━━━━━ Working data ━━━━━
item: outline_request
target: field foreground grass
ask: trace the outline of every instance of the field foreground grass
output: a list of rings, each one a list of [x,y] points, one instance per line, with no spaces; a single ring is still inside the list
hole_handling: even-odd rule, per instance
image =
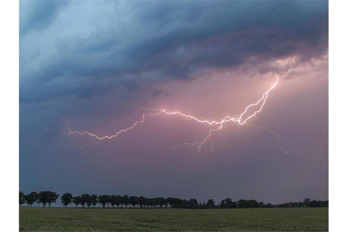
━━━━━
Do this:
Please pull out every line of the material that contains the word "instance".

Solved exercise:
ask: trace the outline of every instance of the field foreground grass
output: a list of rings, each one a list of [x,y] points, one instance per line, with no spaces; a single ring is still inside the list
hole_handling: even-odd rule, per instance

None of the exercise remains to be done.